## SOURCE TEXT:
• • •
CASTERLINE ET AL., APPELLANTS,
v.
GENERAL MOTORS ACCEPTANCE CORPORATION.



Appeals, nos. 4, 5, and 6, Feb. T., 1961, from judgment of Court of Common Pleas of Luzerne County, March T., 1958, No. 37, in case of Samuel Casterline et al. v. General Motors Acceptance Corporation. Judgment affirmed.

COUNSEL

Herman E. Cardoni, for appellants.

Raymond F. Lowery, for appellee.

Before Ervin, Wright, Woodside, Watkins, Montgomery, and Flood, JJ. (rhodes, P.j., absent).

Author: Flood

[ 195 Pa. Super. Page 346]

OPINION BY FLOOD, J.

This case requires us to determine the competing claims to an automobile asserted by the defendant, the assignee of a New York conditional sales contract, and the plaintiffs who are subsequent purchasers of the car in Pennsylvania.
• • •
## ENTRIES SUPPLIED:
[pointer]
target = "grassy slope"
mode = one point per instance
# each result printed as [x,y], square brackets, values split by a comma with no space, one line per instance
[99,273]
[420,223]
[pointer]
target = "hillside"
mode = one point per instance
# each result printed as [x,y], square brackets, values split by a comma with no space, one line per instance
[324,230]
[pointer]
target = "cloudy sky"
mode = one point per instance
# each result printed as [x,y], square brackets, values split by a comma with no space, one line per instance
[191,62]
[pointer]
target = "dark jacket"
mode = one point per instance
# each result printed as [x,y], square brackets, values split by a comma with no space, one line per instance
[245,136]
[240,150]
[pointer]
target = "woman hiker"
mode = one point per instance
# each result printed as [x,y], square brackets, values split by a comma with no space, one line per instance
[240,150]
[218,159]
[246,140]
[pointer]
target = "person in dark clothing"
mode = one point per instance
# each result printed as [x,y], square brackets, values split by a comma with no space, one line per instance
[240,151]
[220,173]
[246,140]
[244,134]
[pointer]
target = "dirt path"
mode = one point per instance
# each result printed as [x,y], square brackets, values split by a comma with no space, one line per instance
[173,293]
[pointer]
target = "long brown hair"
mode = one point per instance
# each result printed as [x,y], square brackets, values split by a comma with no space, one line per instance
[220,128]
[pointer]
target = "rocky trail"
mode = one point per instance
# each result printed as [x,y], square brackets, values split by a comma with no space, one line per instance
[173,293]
• • •
## TASK GOAL:
Decide whether each statement agrees with the court opinion text. Answer yes or no, and quote the words from the text that settle it.
1. Herman E. Cardoni appeared for the appellants.
2. Rhodes, P.J., sat on the bench for this case.
3. The plaintiffs bought the car in New York.

## ANSWER TO THIS TASK:
1. Yes: "Herman E. Cardoni, for appellants."
2. No: "rhodes, P.j., absent"
3. No: "subsequent purchasers of the car in Pennsylvania"